Bringing Hope to Marginalized Young Women
14 years ago, an American teenager traveled to Zimbabwe to follow one of her passions, mbira music. To fully familiarise herself with the Zimbabwean culture, Jennifer Kyker stayed in the high-density Harare suburb of Highfield, where she became good friends with girls of her own age.
A couple of months later, Jennifer returned to America. It was only years later, when she again visited Zimbabwe, that she discovered that most of the girls she had grown to love had left school, ran away from home or attempted to escape abject poverty by getting married. In most communities such as the one Jennifer stayed in, teenage pregnancies and HIV are a direct result of school dropouts and child marriages. Pained by this, Jennifer founded Tariro, a charity organization that seeks to assist young women and girls in HIV/AIDS-afflicted communities through education and empowerment.
What began with mbira fundraising concerts in the United States led to the formation of an executive board to help with fundraising and oversee Tariro’s operations. When the organization began, Tariro served just a dozen students. Now it supports more than 60 young women, 11 of whom are at tertiary institutes all across Zimbabwe. In addition to providing tuition fees as a form of empowerment, Tariro also provides psychosocial support with a special focus on music and peer education.

> Information shown
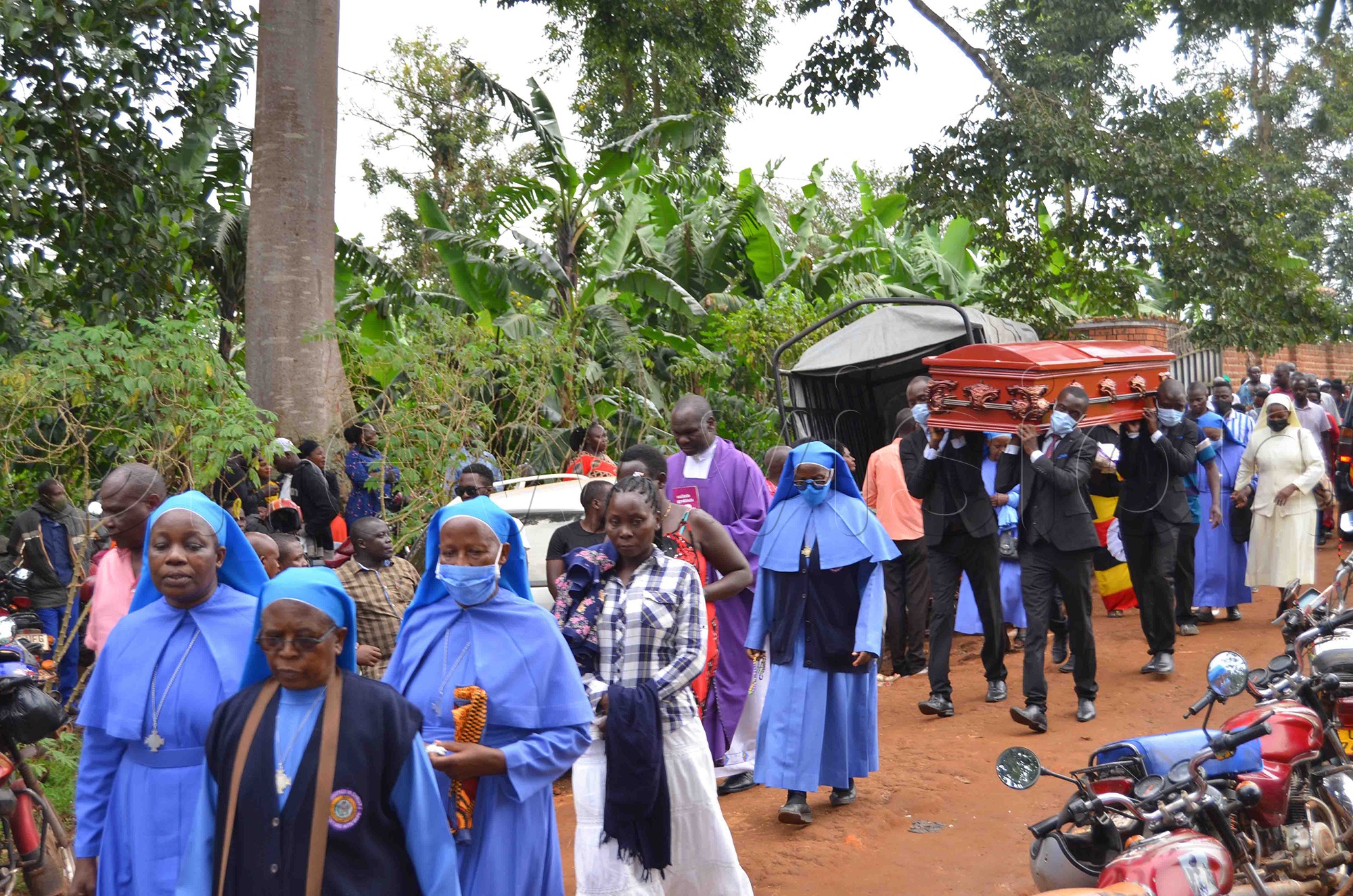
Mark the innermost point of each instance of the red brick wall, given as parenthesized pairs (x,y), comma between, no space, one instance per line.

> Your instructions
Answer these questions from the passage about Tariro:
1. In which Harare suburb did Jennifer Kyker stay?
2. Through what two means does Tariro seek to assist young women and girls in HIV/AIDS-afflicted communities?
3. How many of the young women Tariro now supports are at tertiary institutes?

> Response below
1. Highfield
2. Education and empowerment
3. 11